Coordinate annotation entries
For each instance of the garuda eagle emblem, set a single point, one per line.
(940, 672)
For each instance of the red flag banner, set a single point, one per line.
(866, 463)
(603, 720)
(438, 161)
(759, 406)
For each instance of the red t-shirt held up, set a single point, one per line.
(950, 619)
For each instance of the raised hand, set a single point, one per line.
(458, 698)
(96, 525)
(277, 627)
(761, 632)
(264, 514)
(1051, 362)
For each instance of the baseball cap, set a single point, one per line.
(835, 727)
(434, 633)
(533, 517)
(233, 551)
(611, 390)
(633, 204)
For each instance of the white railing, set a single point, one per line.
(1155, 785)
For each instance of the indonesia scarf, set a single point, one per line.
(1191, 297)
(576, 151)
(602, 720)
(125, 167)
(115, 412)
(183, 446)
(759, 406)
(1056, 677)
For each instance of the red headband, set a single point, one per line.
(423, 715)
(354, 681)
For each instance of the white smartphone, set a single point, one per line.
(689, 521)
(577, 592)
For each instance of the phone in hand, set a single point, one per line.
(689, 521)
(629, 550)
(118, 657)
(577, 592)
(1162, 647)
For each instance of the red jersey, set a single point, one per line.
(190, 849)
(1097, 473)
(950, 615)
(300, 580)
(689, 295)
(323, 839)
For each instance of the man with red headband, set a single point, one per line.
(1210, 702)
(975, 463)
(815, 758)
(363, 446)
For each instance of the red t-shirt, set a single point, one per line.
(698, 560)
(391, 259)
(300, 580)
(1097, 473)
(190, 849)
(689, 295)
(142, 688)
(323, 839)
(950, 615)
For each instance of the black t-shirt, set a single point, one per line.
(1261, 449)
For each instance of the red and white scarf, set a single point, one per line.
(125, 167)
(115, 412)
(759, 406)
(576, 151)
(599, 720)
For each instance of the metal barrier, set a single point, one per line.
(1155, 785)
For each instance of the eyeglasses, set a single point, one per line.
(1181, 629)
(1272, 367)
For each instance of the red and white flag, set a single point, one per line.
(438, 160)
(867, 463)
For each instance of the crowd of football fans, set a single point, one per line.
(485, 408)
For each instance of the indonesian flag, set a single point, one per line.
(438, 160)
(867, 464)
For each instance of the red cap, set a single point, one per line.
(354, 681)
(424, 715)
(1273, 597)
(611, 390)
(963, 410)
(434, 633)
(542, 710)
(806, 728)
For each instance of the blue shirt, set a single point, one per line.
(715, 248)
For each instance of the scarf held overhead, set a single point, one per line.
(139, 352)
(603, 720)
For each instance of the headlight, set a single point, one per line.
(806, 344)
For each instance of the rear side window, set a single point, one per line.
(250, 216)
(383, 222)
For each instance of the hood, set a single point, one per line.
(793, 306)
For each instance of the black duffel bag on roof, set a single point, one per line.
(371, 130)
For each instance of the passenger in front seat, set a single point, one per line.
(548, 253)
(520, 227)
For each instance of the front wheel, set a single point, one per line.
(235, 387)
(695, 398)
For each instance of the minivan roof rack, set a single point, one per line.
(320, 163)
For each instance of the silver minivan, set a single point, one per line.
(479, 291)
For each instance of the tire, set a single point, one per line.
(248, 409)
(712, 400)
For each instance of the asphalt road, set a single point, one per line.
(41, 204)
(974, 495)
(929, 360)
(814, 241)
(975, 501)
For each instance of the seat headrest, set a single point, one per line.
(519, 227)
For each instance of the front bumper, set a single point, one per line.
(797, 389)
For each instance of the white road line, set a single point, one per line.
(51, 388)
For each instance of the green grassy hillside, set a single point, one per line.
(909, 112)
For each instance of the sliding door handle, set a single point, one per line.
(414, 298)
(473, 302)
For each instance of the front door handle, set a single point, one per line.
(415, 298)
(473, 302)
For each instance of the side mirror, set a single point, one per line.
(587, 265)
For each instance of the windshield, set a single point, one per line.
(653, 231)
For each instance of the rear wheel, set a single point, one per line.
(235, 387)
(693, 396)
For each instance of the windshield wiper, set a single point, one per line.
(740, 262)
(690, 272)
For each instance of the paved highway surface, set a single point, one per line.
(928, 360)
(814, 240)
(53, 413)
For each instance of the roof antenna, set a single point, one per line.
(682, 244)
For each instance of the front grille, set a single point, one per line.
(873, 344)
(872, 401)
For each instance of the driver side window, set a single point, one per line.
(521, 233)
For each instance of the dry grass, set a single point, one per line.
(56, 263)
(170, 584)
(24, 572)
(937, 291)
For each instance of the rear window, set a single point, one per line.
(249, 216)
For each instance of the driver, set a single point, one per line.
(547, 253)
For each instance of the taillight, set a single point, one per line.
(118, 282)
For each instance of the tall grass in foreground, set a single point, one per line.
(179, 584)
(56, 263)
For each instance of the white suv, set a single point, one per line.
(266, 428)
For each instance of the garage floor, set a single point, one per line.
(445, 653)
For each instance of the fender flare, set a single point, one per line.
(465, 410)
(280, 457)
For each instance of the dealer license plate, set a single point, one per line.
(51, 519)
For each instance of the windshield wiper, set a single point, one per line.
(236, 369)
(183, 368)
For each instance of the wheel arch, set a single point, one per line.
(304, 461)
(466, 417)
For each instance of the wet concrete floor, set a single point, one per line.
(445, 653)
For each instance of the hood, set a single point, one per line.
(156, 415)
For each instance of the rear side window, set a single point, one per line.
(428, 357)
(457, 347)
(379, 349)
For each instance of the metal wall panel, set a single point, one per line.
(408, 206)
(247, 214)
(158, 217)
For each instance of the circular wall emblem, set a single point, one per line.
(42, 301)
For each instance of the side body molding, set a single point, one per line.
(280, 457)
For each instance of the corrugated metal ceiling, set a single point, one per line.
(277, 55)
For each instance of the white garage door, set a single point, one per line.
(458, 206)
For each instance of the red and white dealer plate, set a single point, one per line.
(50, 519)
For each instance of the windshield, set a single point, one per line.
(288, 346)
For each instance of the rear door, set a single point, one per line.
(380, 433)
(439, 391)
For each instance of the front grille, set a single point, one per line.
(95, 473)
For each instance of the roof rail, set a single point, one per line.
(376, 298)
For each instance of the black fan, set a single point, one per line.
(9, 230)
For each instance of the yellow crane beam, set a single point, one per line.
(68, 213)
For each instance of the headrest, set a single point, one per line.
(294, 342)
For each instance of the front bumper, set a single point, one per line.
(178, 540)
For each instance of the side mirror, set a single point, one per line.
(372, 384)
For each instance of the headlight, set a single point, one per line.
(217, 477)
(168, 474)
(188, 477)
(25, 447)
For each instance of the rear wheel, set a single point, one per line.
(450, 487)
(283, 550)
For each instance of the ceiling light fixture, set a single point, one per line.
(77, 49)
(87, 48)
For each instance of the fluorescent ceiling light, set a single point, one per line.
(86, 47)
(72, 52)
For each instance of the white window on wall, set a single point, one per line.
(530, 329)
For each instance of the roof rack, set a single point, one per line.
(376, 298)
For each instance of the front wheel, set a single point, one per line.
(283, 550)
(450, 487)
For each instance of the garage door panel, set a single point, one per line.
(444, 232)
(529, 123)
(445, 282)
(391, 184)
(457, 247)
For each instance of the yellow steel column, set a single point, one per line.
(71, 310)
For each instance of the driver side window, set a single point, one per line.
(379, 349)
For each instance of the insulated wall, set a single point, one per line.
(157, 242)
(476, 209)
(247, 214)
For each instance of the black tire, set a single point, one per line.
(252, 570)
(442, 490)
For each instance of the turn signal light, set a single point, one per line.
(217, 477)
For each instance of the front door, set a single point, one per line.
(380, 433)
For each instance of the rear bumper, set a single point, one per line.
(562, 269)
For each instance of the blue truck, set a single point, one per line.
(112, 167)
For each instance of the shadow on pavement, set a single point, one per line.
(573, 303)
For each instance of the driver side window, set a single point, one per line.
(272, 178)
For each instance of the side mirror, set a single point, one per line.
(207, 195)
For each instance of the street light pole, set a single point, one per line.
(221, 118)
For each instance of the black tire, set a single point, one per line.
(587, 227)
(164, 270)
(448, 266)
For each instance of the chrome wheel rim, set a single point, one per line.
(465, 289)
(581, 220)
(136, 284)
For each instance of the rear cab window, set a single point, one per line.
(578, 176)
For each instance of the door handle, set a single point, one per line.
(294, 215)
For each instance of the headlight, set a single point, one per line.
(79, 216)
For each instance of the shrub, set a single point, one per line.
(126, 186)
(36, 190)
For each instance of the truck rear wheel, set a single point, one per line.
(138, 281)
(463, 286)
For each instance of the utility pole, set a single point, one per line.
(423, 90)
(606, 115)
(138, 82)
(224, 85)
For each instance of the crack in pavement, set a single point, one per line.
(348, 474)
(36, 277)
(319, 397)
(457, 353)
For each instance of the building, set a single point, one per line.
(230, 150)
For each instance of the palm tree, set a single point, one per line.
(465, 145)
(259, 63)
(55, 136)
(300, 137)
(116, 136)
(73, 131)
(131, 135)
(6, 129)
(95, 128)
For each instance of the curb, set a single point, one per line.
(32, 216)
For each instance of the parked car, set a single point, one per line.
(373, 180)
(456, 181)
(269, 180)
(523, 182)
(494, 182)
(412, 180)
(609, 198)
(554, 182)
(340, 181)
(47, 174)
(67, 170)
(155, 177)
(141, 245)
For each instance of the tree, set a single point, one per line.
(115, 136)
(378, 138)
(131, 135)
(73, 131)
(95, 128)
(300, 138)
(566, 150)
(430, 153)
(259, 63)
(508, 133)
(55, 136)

● **Written request**: Return precisely the lines of the records, starting with the line that holds "For each instance of the utility" and ending with the last one.

● **Task answer**:
For each instance of the utility pole, set a single point, one per line.
(423, 90)
(606, 115)
(138, 82)
(224, 85)
For each instance of the crack in pavement, set a single point, one per line.
(348, 474)
(36, 277)
(319, 397)
(457, 353)
For each instance of the building, set a single point, one per line.
(230, 150)
For each instance of the palm tree, set a single point, one per line.
(465, 145)
(259, 63)
(55, 136)
(300, 137)
(116, 136)
(73, 131)
(131, 135)
(6, 129)
(95, 128)
For each instance of the curb, set a single point, one per line.
(32, 216)
For each instance of the parked car, set a single point, one per line.
(373, 180)
(456, 181)
(269, 180)
(523, 182)
(494, 182)
(412, 180)
(609, 198)
(554, 182)
(340, 181)
(47, 174)
(67, 170)
(155, 177)
(141, 245)
For each instance of the tree, set a single point, one per line.
(115, 136)
(378, 138)
(131, 135)
(73, 131)
(95, 128)
(300, 138)
(566, 150)
(430, 153)
(259, 63)
(508, 133)
(55, 136)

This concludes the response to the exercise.